▸ Source extract:
+++
# Songs that came out this year that you cant stand..



## Mixie87 (Jun 7, 2010)

what are they?

I got this idea just now from watching Rihannas new video 'Rockstar'






That song is annoying. That one and everything by Beyonce, especially 'How come you dont love me'.

Oh and, share ones that you are LUVING!

luv...

Bone Thugs And Harmony-Rebirth (theyre all back together again






,)

Lil' Wayne and eminem- Drop the world

theres a few more, ill add later mmmmmmmmmmk.


----------



## HisBunny (Jun 7, 2010)

ANYTHING THAT HAS THE WOLDS "TEACH ME HOW TO JERK" OR "TEACH ME HOW TO DOUGIE" aaaannnnnooooyyyyiiiinnnnggggggggggg!


----------



## Mixie87 (Jun 7, 2010)

^^^^ lmfao.

And the dances are even more annoying.


----------



## MakeupByMe (Jun 7, 2010)
+++
▸ Supplied material:
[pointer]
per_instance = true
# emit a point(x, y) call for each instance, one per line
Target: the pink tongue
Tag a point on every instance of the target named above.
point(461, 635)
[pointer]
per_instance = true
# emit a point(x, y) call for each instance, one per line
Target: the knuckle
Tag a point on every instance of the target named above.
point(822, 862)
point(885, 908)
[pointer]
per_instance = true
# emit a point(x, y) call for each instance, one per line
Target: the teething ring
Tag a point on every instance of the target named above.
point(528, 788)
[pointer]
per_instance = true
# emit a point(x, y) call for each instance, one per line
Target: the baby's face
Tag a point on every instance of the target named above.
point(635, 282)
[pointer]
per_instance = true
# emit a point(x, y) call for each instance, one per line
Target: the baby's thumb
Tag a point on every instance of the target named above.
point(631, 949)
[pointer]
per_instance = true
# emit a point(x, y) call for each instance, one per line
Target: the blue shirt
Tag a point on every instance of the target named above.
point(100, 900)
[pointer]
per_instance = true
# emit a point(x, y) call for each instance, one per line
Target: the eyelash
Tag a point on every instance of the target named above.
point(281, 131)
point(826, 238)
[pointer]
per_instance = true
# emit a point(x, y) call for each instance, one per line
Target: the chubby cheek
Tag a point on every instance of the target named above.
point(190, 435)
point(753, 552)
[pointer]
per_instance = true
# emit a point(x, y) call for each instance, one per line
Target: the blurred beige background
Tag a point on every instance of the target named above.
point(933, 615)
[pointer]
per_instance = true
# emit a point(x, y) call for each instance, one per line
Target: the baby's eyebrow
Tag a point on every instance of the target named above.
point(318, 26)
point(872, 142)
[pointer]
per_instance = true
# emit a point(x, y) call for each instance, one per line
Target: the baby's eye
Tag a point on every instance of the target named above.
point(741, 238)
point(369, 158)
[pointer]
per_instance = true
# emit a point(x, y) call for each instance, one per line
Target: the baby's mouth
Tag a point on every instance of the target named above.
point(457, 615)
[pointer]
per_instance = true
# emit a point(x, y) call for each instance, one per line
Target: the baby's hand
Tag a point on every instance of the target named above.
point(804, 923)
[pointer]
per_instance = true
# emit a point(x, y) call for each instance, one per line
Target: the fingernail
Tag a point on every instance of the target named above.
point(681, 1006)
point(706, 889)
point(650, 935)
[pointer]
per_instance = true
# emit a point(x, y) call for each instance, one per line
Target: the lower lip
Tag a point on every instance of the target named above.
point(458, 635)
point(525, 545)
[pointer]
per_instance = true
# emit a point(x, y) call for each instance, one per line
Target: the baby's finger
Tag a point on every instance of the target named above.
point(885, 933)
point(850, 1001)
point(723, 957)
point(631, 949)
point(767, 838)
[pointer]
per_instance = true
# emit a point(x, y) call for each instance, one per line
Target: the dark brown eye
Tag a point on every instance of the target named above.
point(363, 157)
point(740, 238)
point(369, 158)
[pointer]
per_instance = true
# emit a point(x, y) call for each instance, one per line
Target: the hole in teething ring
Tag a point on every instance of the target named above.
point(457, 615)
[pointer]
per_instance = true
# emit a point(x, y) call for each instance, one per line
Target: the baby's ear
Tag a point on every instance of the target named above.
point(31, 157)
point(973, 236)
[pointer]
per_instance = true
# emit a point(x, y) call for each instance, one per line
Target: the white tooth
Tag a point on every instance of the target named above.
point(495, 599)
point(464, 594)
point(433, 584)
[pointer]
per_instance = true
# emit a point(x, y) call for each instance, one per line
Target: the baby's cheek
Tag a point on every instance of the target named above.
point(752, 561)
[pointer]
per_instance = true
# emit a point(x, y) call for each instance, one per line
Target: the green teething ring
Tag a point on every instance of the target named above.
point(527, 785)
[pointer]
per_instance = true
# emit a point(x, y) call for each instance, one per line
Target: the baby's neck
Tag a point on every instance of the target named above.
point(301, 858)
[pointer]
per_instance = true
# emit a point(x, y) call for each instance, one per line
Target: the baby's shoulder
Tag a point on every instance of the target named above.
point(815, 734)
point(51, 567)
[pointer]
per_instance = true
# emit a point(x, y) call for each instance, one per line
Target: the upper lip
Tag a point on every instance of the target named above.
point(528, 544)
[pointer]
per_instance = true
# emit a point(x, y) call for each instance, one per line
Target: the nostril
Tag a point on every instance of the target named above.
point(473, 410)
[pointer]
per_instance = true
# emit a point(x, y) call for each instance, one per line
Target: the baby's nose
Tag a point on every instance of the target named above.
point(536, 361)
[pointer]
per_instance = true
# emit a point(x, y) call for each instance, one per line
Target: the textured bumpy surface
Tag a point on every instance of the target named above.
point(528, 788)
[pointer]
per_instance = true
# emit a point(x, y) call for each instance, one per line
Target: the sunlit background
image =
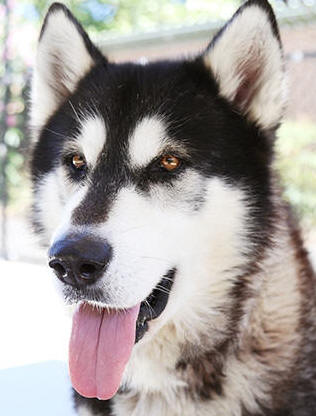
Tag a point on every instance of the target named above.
point(34, 328)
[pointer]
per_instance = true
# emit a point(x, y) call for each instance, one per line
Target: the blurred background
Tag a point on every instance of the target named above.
point(31, 317)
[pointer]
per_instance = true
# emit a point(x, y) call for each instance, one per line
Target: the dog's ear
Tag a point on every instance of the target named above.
point(65, 54)
point(246, 59)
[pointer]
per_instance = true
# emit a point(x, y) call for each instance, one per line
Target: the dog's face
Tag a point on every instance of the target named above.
point(152, 183)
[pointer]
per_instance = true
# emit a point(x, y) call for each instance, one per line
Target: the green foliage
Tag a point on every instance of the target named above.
point(296, 161)
point(296, 145)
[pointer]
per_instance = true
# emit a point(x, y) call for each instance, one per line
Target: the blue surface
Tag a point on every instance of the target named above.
point(41, 389)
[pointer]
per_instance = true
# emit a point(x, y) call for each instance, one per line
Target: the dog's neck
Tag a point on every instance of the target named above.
point(264, 339)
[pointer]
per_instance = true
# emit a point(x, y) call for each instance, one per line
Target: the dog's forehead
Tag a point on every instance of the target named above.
point(147, 140)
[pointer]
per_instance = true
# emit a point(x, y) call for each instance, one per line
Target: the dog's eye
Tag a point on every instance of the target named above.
point(170, 162)
point(78, 162)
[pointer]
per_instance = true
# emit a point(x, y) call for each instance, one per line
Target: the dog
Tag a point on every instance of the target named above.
point(155, 192)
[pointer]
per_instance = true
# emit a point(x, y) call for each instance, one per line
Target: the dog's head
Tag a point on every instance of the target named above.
point(152, 182)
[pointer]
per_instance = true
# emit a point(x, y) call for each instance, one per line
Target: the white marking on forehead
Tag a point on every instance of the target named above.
point(92, 138)
point(147, 141)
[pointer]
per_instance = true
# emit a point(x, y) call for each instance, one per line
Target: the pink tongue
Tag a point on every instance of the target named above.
point(100, 346)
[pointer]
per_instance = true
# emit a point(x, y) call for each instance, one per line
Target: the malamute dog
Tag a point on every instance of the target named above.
point(153, 188)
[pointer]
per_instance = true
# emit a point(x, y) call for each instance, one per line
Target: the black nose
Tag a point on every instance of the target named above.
point(79, 260)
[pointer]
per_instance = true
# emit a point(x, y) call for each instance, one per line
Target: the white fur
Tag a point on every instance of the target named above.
point(91, 139)
point(249, 41)
point(147, 141)
point(61, 45)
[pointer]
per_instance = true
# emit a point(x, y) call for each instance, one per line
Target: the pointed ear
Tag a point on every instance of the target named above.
point(246, 59)
point(65, 54)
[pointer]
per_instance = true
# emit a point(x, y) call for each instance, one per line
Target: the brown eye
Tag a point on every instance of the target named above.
point(170, 162)
point(78, 162)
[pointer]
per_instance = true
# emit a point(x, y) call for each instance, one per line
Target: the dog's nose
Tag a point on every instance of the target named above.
point(79, 260)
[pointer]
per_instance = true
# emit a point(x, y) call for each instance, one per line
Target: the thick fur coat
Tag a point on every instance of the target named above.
point(169, 165)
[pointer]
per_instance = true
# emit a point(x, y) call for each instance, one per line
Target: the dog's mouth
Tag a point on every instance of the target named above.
point(102, 340)
point(154, 304)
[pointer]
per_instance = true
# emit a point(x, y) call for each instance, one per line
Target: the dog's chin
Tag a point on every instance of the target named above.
point(150, 308)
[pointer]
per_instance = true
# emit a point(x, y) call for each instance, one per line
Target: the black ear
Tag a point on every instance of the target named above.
point(247, 61)
point(65, 54)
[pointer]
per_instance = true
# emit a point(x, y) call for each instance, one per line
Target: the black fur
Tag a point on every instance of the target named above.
point(212, 137)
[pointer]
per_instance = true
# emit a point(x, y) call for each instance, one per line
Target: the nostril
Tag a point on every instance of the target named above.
point(88, 270)
point(59, 268)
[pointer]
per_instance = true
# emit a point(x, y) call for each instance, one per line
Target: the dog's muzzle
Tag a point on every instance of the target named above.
point(79, 260)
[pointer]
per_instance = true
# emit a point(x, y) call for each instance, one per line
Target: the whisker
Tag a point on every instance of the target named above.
point(54, 132)
point(151, 310)
point(74, 110)
point(163, 289)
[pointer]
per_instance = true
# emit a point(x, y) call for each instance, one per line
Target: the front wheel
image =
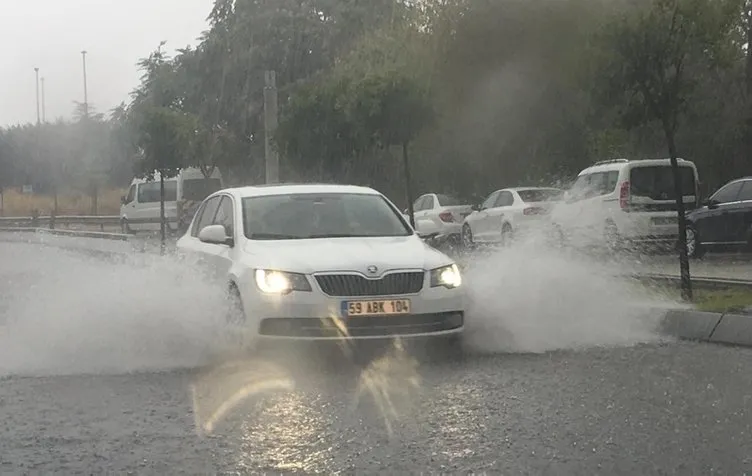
+++
▸ Stated task: Translate this sentence from the forum thread into Spanish: "And the dances are even more annoying." The data comes from a separate source, not from the forum thread.

▸ Exercise solution: Y los bailes son aún más molestos.